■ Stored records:
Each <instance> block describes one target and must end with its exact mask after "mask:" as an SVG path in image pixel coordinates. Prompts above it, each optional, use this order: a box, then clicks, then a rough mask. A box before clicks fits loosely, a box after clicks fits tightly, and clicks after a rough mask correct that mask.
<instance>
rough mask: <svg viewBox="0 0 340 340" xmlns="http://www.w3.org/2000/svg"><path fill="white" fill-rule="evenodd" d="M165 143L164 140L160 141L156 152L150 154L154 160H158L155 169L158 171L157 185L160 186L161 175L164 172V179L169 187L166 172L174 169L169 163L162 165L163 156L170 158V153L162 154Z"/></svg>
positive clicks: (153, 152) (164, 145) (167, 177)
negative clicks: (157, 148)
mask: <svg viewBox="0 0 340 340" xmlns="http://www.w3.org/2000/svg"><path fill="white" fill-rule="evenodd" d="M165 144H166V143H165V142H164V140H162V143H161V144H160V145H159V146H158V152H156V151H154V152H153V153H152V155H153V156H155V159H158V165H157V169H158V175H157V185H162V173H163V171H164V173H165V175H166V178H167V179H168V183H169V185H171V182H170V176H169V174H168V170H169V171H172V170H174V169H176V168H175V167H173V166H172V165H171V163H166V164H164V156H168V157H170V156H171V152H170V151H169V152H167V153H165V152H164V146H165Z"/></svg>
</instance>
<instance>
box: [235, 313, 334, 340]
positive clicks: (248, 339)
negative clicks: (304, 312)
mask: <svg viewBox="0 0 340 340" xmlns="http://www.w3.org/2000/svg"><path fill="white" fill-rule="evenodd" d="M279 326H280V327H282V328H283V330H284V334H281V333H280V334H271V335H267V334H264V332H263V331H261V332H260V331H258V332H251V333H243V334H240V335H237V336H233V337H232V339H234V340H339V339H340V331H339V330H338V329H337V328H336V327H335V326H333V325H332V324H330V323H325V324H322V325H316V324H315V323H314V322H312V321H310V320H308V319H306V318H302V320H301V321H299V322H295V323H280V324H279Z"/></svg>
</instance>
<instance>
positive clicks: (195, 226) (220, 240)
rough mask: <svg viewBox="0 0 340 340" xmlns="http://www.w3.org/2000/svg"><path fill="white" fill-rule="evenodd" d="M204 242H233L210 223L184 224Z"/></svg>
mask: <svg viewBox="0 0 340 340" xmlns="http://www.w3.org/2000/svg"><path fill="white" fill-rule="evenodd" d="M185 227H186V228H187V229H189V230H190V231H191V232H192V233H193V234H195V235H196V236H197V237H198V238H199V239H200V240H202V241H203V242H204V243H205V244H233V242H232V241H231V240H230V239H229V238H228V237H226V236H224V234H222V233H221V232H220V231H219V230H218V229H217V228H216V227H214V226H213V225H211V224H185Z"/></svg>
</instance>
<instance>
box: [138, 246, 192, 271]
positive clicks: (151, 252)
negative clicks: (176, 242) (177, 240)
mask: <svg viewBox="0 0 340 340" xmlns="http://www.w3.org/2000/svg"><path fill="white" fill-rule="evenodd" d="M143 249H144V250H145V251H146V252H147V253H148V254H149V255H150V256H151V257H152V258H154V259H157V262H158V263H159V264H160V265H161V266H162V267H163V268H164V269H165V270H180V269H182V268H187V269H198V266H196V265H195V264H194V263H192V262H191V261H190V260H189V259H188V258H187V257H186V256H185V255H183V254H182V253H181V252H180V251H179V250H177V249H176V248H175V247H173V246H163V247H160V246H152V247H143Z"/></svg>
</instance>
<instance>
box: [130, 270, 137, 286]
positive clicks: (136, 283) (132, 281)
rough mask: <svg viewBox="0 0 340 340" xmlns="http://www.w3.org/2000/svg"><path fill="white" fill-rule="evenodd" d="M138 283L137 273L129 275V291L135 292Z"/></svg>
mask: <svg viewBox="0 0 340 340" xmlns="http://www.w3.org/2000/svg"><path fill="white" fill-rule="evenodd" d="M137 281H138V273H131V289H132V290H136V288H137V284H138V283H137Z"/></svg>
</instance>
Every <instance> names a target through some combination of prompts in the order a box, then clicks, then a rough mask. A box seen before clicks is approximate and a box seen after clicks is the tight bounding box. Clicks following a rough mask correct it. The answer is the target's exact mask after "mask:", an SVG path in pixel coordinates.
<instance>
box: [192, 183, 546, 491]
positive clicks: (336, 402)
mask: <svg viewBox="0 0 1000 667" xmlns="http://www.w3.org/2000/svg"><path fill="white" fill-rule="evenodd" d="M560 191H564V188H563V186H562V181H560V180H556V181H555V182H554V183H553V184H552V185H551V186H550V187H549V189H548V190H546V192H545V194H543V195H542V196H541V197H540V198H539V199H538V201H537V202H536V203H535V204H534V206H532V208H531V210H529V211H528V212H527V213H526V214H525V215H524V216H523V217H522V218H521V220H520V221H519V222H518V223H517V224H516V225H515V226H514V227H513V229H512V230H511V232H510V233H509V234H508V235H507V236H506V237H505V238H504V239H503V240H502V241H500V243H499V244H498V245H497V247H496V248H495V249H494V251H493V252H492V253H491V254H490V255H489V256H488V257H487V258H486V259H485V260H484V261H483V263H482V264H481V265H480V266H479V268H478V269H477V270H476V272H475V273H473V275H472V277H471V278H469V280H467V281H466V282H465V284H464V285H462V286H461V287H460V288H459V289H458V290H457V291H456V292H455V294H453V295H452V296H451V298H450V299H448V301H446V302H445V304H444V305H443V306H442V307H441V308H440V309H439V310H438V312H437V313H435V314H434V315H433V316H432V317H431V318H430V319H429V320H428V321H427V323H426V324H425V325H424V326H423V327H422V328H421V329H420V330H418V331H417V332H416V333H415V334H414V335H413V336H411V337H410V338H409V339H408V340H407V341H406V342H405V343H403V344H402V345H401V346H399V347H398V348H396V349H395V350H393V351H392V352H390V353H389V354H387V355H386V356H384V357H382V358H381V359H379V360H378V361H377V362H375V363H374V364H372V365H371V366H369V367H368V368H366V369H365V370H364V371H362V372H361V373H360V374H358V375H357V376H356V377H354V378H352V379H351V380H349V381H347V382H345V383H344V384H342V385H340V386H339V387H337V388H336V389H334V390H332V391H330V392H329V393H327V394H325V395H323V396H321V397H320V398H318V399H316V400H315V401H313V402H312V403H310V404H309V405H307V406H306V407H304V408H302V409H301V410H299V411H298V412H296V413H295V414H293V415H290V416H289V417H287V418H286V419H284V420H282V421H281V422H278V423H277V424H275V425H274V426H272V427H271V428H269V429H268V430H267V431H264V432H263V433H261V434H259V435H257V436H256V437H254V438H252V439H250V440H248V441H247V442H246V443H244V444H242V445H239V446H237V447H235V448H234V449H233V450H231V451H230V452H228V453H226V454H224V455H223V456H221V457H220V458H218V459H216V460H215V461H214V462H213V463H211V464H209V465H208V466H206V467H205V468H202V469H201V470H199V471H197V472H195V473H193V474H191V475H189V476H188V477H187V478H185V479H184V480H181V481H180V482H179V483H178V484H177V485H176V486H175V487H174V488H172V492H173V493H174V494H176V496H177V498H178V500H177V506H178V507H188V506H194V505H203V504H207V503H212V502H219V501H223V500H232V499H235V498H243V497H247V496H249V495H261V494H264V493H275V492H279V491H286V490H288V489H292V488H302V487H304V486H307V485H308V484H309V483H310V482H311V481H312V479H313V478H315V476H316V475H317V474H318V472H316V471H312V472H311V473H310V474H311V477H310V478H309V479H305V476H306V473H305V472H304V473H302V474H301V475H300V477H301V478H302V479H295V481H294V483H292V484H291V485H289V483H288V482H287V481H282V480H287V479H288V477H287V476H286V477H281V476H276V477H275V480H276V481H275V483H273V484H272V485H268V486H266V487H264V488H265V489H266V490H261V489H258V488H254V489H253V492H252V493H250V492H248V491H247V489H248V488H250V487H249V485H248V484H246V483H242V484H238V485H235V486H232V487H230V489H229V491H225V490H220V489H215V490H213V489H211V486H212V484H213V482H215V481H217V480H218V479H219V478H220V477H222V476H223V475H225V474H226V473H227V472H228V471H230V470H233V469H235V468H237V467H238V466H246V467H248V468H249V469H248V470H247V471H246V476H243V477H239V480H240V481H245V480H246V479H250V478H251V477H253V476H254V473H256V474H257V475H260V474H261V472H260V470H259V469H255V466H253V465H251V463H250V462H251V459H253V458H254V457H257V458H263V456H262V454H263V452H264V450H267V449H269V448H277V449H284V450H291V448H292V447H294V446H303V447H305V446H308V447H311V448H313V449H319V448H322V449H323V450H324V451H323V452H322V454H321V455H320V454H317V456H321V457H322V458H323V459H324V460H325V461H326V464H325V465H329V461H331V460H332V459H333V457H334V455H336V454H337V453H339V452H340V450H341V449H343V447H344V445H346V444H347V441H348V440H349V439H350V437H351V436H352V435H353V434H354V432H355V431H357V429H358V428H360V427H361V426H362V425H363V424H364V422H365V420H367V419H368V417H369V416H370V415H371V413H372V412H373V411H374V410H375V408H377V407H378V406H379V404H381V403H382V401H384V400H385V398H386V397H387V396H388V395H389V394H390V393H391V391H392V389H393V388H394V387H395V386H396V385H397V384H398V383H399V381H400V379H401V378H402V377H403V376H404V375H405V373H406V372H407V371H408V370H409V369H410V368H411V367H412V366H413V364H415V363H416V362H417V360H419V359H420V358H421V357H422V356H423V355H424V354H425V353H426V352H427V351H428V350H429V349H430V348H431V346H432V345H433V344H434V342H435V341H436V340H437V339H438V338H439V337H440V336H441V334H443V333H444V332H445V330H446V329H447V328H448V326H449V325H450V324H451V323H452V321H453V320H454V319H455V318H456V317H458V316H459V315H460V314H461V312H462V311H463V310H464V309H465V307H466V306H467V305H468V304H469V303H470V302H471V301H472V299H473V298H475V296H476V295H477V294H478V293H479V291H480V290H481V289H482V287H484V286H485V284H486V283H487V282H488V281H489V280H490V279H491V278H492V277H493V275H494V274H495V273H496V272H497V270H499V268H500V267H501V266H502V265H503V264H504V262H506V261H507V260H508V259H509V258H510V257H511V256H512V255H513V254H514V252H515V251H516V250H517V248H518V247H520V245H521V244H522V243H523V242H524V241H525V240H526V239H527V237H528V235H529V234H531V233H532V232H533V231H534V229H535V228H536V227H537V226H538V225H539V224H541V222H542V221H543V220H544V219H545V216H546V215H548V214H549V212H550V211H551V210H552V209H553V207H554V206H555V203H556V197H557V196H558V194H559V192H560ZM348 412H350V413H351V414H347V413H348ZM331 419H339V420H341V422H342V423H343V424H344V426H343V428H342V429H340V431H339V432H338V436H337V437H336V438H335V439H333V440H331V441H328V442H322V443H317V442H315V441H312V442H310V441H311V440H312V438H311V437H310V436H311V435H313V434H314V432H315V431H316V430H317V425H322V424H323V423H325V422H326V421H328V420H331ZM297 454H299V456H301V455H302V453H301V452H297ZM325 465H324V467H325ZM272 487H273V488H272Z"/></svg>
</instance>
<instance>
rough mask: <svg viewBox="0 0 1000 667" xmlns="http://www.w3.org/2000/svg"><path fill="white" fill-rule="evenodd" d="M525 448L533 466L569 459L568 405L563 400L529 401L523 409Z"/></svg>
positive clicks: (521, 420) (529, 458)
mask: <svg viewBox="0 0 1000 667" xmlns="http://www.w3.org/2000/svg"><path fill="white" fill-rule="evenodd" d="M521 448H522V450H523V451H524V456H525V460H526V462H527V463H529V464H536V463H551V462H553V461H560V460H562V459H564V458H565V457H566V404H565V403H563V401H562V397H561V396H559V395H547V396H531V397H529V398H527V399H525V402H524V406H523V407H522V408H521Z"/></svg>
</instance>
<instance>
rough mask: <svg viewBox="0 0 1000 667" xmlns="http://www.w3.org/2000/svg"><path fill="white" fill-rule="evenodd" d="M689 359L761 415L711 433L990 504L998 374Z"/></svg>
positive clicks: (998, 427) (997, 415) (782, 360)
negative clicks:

■ What is required: Looking at the entries above, state how many lines contain "pixel"; give the number alone.

■ Result of this task: 2